(Position identification records)

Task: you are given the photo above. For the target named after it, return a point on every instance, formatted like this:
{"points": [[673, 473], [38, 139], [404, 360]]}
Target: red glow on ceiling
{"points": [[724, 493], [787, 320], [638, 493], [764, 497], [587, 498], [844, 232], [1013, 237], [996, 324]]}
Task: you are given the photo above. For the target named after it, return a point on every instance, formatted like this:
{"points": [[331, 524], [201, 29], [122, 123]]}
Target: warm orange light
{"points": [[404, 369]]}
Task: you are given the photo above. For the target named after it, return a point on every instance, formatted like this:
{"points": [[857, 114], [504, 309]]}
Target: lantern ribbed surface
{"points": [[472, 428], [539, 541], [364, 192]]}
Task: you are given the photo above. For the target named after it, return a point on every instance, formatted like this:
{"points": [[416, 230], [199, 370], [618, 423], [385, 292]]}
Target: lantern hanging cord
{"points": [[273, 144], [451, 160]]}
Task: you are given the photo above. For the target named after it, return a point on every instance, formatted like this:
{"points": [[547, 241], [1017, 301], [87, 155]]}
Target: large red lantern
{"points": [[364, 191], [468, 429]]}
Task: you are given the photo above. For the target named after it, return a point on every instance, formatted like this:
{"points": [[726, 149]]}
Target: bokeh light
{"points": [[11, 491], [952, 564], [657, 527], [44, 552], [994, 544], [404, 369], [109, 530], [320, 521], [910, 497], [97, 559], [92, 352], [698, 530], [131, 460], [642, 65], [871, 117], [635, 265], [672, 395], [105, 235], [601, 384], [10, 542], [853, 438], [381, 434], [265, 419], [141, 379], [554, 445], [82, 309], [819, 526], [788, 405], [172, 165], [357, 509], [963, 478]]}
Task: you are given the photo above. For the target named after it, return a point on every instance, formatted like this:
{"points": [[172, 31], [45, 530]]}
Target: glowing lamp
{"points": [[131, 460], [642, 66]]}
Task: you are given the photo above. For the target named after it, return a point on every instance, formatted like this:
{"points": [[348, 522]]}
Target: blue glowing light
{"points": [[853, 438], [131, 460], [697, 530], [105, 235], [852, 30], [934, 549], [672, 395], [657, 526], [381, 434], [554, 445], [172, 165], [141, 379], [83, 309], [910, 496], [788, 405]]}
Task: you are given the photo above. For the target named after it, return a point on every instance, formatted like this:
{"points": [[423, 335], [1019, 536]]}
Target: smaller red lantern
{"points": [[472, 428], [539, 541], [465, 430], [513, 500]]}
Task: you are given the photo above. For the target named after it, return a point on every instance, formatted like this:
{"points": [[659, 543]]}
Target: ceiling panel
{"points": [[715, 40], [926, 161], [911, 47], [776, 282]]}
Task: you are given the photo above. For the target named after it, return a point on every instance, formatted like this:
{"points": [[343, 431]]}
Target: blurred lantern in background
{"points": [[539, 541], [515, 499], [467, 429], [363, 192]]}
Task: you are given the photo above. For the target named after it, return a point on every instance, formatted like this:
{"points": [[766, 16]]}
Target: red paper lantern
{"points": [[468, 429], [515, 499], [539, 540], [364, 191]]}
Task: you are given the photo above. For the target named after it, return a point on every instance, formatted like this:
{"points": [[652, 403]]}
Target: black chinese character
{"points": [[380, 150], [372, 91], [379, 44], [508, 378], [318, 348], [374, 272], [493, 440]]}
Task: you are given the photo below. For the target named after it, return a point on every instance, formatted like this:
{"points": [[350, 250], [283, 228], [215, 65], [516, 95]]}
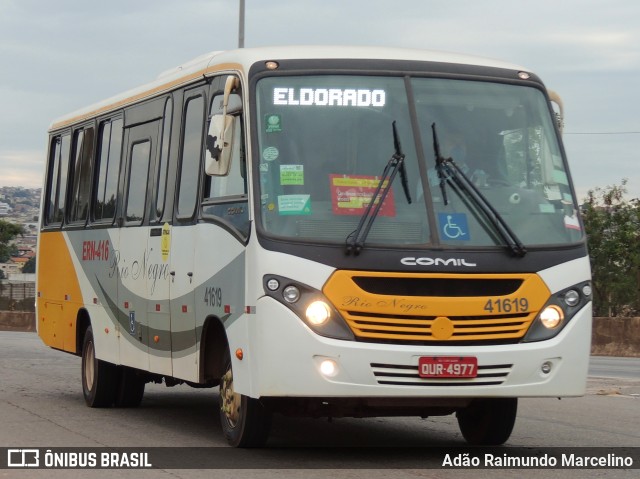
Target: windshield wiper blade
{"points": [[448, 170], [355, 240]]}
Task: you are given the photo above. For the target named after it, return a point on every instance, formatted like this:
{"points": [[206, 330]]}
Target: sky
{"points": [[59, 56]]}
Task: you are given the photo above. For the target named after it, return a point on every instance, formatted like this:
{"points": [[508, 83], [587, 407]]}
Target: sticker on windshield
{"points": [[350, 195], [273, 123], [291, 175], [294, 204], [270, 153], [454, 226], [329, 97]]}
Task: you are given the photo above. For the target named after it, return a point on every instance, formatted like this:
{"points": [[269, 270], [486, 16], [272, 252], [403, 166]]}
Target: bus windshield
{"points": [[325, 140]]}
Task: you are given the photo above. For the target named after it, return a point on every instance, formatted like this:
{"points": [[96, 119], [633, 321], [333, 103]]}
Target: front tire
{"points": [[488, 422], [245, 421], [98, 377]]}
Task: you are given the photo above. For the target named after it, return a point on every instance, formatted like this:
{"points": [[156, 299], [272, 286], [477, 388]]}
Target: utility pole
{"points": [[241, 26]]}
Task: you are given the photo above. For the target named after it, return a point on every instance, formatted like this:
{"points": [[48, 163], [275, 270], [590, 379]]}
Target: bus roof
{"points": [[243, 59]]}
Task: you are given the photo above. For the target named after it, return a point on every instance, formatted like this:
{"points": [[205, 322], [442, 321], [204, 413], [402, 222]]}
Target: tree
{"points": [[8, 231], [613, 232]]}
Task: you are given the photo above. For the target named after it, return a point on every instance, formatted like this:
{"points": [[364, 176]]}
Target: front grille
{"points": [[419, 328], [437, 308], [407, 375], [449, 288]]}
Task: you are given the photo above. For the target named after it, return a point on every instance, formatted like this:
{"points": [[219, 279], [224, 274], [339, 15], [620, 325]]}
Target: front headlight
{"points": [[551, 316], [318, 313], [308, 304], [558, 311]]}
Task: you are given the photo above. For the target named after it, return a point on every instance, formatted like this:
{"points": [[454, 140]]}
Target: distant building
{"points": [[5, 209]]}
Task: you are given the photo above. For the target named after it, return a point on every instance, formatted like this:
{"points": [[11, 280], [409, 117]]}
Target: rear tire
{"points": [[98, 377], [130, 388], [488, 422], [245, 421]]}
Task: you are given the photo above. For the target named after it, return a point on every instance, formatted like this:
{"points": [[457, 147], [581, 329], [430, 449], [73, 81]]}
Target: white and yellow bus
{"points": [[320, 231]]}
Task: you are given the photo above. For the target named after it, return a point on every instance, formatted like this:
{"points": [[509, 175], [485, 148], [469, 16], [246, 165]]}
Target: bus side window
{"points": [[139, 172], [83, 156], [57, 179], [190, 157], [107, 170], [161, 180]]}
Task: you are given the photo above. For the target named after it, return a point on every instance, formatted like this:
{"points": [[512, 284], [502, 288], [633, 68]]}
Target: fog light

*GOAL OF THE EXERCISE:*
Print the entries above exactly, taking out only the pictures.

*ANSWER FOR THIS EXERCISE:*
Task: you are given the photo above. For the target named after it, return a point on every instance, formatted like this:
{"points": [[673, 473], [38, 139], [404, 360]]}
Target: red glow on ceiling
{"points": [[724, 493], [787, 320], [638, 493], [764, 497], [587, 498], [844, 232], [1013, 237], [996, 324]]}
Task: you are given the photo above. For the target named after it, return a point on every instance, formatted like this:
{"points": [[331, 524], [201, 29], [122, 123]]}
Target: warm orange light
{"points": [[404, 369]]}
Task: you are given the photo above. For the target named after it, return a point on every instance, formatted like this:
{"points": [[857, 114], [504, 309]]}
Target: lantern ribbed surface
{"points": [[472, 428], [539, 541], [364, 192]]}
Task: you are given the photo above. For the target named after it, return a point on every instance, formatted like this:
{"points": [[416, 230], [199, 370], [618, 423], [385, 292]]}
Target: lantern hanging cord
{"points": [[273, 144], [451, 160]]}
Task: you are given the photo above. For the target named after it, return a point on every instance, formatted like this:
{"points": [[547, 241], [1017, 301], [87, 155]]}
Target: large red lantern
{"points": [[364, 191], [468, 429]]}
Task: you are given the photo above. For the target named after it, return a point on every instance, formatted like this:
{"points": [[726, 149]]}
Target: bokeh light
{"points": [[11, 491], [952, 564], [657, 527], [44, 552], [994, 544], [404, 369], [109, 530], [320, 521], [910, 497], [97, 559], [92, 352], [698, 530], [131, 460], [642, 65], [871, 117], [635, 265], [672, 395], [105, 235], [601, 384], [10, 542], [853, 438], [381, 434], [265, 419], [141, 379], [554, 445], [82, 309], [819, 526], [788, 405], [172, 165], [357, 509], [963, 478]]}
Task: you are given the photo above. For the target named after it, return a point on every instance, formatted like this:
{"points": [[172, 31], [45, 530]]}
Target: glowing lamp
{"points": [[131, 460], [642, 66]]}
Task: you are given the photo above. For the target named after it, return a point on every instance, formatted like this:
{"points": [[348, 522]]}
Target: blue glowing light
{"points": [[853, 438], [131, 460], [697, 530], [105, 235], [852, 30], [934, 549], [672, 395], [657, 526], [381, 434], [554, 445], [172, 165], [141, 379], [83, 309], [910, 496], [788, 405]]}
Task: you are given the photo above. For the target named after it, return a point on every instance, formatted like this:
{"points": [[423, 335], [1019, 536]]}
Target: smaller red lantern
{"points": [[472, 428], [539, 541], [465, 430], [513, 500]]}
Task: you are given the photo above. For the target named after it, return a point on every instance, formatted like this:
{"points": [[659, 543]]}
Target: ceiling panel
{"points": [[715, 40], [926, 161], [911, 47], [776, 282]]}
Task: you are given the photo above. For the target named after it, return a point on every instance, formatted like this:
{"points": [[343, 431]]}
Target: blurred lantern in background
{"points": [[539, 541], [515, 499], [467, 429], [363, 192]]}
Task: you are given the photo above. For the target named after it, return a point on every instance, formatted like this:
{"points": [[766, 16]]}
Target: red paper lantern
{"points": [[468, 429], [515, 499], [539, 540], [364, 191]]}
Task: you are given the photo above. For the target named after it, return a point on every instance, formatted like this:
{"points": [[652, 403]]}
Target: black chinese character
{"points": [[380, 150], [372, 91], [379, 44], [508, 378], [318, 348], [374, 272], [493, 440]]}
Task: you are given the photo below. For the target named after it, return a point on every instance, formatted like this:
{"points": [[350, 250], [283, 228], [215, 65], [516, 95]]}
Target: windshield wiper blade
{"points": [[448, 170], [355, 240]]}
Task: you are given the photo above. For the target named after it, return a point on every instance, formatted like this:
{"points": [[206, 330]]}
Target: sky
{"points": [[59, 56]]}
Task: you are given the photo above. For the target named after it, return a point on every instance, formatted like this:
{"points": [[508, 83], [587, 407]]}
Target: sticker on windshield
{"points": [[350, 195], [273, 123], [291, 175], [294, 204], [270, 153], [454, 226], [329, 97]]}
Task: you are given the photo above. For the target named after it, return a point on every instance, formatted like this:
{"points": [[269, 270], [486, 16], [272, 252], [403, 166]]}
Target: bus windshield
{"points": [[325, 140]]}
Task: you are given the photo above. For the target named after it, return a point on every instance, formatted like this:
{"points": [[96, 119], [633, 321], [333, 103]]}
Target: front tire
{"points": [[488, 422], [245, 421], [98, 377]]}
Task: you are given the photo above. For the target named after it, return a point on every instance, formatted like this:
{"points": [[156, 299], [272, 286], [477, 388]]}
Target: utility pole
{"points": [[241, 26]]}
Task: you are given the photo above. For the target named after it, return a point on every instance, formatted like this:
{"points": [[48, 163], [275, 270], [590, 379]]}
Target: bus roof
{"points": [[243, 59]]}
Task: you are given the photo above. For the target named after it, return a point on every instance, formatted like this:
{"points": [[205, 322], [442, 321], [204, 413], [402, 222]]}
Target: tree
{"points": [[8, 231], [613, 232]]}
Task: you are given the photo above. For the target named after it, return a point on every instance, formatted like this:
{"points": [[364, 176]]}
Target: front grille
{"points": [[419, 328], [437, 308], [407, 375], [449, 288]]}
Task: you are given the photo above. For the target named after it, return a point on every instance, formatted like this:
{"points": [[219, 279], [224, 274], [339, 15], [620, 325]]}
Target: front headlight
{"points": [[551, 316], [318, 313], [308, 304], [558, 311]]}
Task: you are given the photo above. For the target named after it, return a point on every instance, formatted like this:
{"points": [[454, 140]]}
Target: distant building
{"points": [[5, 209]]}
Task: you are given the photo above. For the target named after it, return a point on every instance, formatted like this:
{"points": [[11, 280], [409, 117]]}
Target: rear tire
{"points": [[98, 377], [130, 388], [488, 422], [245, 421]]}
Task: you are given the photo above. For the target named after it, return a point on every instance, formatted like this:
{"points": [[457, 147], [581, 329], [430, 449], [73, 81]]}
Target: white and yellow bus
{"points": [[320, 231]]}
Task: you are given the photo above. For the target named after it, return a point on every instance, formatted like this:
{"points": [[509, 175], [485, 148], [469, 16], [246, 165]]}
Target: bus side window
{"points": [[139, 172], [83, 156], [57, 179], [190, 157], [107, 170], [161, 180]]}
Task: you are given the photo above. For the target named after it, return a point on every instance, formatted like this:
{"points": [[512, 284], [502, 288], [633, 68]]}
Target: fog light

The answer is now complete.